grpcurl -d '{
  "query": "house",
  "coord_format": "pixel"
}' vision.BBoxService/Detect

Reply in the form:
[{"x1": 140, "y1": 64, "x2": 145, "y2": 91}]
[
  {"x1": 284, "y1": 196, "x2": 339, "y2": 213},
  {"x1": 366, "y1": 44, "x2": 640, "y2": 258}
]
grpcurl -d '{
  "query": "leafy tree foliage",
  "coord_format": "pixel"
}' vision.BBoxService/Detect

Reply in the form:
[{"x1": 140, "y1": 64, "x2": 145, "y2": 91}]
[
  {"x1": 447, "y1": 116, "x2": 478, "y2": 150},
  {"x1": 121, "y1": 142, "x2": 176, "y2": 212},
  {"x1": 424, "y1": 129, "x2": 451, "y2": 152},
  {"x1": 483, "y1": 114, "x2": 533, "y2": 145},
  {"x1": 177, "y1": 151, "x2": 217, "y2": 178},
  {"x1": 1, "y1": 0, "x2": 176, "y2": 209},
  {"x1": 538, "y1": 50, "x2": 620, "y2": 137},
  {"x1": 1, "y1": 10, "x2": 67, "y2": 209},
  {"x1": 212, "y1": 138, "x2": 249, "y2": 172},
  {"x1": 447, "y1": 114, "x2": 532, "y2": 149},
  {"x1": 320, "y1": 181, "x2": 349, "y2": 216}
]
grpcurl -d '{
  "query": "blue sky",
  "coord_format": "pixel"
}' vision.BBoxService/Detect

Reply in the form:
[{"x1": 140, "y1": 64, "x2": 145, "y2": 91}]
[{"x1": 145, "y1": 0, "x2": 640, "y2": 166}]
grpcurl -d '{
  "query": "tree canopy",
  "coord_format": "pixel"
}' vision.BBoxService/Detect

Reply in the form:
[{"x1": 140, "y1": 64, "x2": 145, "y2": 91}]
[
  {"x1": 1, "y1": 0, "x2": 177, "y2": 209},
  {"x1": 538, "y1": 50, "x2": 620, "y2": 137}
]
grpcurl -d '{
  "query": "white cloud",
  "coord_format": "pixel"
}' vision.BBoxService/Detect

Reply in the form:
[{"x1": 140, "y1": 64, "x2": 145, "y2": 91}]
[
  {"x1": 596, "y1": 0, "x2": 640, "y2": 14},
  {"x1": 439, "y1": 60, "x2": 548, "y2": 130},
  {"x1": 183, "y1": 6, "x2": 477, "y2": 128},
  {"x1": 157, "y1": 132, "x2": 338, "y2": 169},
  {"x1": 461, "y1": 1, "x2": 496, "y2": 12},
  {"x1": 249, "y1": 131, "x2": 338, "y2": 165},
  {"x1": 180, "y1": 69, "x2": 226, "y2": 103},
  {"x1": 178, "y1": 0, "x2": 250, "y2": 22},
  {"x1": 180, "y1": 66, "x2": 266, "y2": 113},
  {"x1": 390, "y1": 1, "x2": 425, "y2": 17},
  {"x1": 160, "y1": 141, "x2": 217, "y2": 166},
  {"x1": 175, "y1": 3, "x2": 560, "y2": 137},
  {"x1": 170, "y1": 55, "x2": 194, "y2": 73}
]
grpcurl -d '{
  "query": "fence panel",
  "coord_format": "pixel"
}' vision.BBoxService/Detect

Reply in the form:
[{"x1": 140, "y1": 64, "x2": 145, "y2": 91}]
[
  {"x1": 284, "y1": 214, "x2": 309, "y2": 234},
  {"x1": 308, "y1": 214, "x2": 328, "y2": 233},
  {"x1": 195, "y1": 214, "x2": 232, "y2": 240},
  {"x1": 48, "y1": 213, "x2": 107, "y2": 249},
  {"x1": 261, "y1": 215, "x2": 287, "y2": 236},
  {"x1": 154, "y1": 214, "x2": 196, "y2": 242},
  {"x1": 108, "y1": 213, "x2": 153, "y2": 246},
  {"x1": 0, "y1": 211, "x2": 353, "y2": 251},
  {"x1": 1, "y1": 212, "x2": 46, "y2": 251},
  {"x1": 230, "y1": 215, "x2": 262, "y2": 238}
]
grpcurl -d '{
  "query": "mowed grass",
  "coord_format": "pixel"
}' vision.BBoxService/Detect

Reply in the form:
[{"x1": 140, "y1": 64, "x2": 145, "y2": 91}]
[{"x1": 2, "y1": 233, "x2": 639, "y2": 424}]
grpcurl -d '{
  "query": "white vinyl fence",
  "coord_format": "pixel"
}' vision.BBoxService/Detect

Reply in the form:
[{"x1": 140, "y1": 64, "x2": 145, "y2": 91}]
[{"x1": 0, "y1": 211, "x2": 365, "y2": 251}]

■ **What is required**:
Wherever a line in the records contains the word "tree", copy that line.

■ **Output of the task**:
  "query": "leafy tree foliage",
  "query": "tree canopy",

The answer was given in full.